● **WRITTEN PROBLEM**: Using the post on the commerce clause, decide whether each statement agrees with it, answering yes or no and quoting the words that settle it. 1. The commerce clause is located in Article I, Section 8, Clause 3 of the Constitution. 2. Some of the wheat Roscoe Filburn grew was sold outside Ohio. 3. Filburn fed his excess wheat to his livestock.

● **PAGE**:

Saturday Evening Judicial Reiew Post #14
Last week we wrote concerning the issue of “enemy combatants”, and the Supreme Court’s having afforded rights to terrorists that should be reserved only for citizens of the United States.
Today, we want to move into the area of individual liberties for our citizens. We have observed over the years, the encroachment on our individual rights and freedoms, and most have not understood the process whereby those freedoms have been lost. We want to give an example of how a single clause in the Constitution has been so eviscerated from it’s original intent, and twisted into something it was never intended to become, so as to facilitate the gradual evolution of socialism in our free enterprise society.
The commerce clause can be found in the United State Constitution under Article I, Section 8, Clause 3, which states “To regulate Commerce with foreign Nations, and among the several States…”.
Mark R. Levin gives us an example of what the “commerce clause” has been interpreted to justify in Wickard v. Filburn. The case involved a a dairy farm in Ohio where the farmer used a portion of his own land to grow wheat. He sold part of what he grew, he fed part to his livestock, he made flour out of part, and he held the balance to sow for the next years crop. Even though none of the wheat grown by Roscoe Filburn ever left the borders of the State of Ohio, the Court ruled that Congress could regulate the amount of wheat a farmer could grow on his own land. Congress had passed the Federal Agricultural Adjustment Act of 1938, and Roscoe Filburn had violated the law, by growing too much wheat. Levin quotes the court’s rationale as follows:
- Filburn grew excess wheat on his farm, as determined by a marketing quota established by the federal Agricultural Adjustment Act of 1938:
- Filburn used that excess wheat to feed his livestock;
- because of the excess wheat, Filburn would not have to purchase wheat on the open market;
- by not purchasing wheat on the open market, Filburn was affecting interstate commerce.

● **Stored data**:
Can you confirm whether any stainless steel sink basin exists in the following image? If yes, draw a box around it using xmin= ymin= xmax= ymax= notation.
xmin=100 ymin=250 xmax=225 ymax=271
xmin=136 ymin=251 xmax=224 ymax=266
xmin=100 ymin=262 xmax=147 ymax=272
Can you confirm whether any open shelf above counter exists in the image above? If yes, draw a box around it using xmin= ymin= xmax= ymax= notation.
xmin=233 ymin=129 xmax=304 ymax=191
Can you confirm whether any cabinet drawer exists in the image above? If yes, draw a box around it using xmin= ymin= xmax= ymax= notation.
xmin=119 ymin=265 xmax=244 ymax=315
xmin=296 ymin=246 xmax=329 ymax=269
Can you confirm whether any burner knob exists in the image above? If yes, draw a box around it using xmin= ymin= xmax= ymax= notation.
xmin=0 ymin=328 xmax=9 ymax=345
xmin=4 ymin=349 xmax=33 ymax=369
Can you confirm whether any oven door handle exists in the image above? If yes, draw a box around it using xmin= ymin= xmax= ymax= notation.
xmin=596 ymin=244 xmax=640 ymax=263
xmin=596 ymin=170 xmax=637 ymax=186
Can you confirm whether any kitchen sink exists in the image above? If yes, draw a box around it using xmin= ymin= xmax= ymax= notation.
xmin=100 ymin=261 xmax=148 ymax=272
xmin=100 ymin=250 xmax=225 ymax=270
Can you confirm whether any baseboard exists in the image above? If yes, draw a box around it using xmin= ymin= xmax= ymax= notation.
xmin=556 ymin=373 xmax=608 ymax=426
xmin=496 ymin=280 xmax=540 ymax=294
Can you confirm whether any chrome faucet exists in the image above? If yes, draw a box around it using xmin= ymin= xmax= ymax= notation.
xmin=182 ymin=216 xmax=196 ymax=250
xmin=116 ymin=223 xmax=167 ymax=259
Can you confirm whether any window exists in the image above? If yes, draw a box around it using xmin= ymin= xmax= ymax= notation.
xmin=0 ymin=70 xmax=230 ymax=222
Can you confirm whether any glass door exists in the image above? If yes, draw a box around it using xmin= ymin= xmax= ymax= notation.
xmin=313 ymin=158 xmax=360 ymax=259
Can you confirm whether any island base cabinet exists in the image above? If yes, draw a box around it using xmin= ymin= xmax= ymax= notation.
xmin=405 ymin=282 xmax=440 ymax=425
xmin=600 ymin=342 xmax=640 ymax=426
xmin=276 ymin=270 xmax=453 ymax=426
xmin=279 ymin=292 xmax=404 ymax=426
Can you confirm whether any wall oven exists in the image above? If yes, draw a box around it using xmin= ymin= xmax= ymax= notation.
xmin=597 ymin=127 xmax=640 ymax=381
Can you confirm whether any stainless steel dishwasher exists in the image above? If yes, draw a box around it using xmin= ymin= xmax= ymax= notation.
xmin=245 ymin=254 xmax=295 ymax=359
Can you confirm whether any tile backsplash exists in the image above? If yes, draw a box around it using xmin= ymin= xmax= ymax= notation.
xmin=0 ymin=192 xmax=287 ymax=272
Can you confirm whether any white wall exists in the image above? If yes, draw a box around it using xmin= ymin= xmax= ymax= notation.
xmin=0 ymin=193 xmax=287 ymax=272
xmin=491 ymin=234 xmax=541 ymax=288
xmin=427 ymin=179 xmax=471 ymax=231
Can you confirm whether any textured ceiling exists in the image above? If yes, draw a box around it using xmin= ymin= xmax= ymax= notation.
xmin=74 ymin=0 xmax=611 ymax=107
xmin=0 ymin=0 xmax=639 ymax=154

● **EXERCISE RESPONSE**:
1. Yes: "under Article I, Section 8, Clause 3"
2. No: "none of the wheat grown by Roscoe Filburn ever left the borders of the State of Ohio"
3. Yes: "Filburn used that excess wheat to feed his livestock"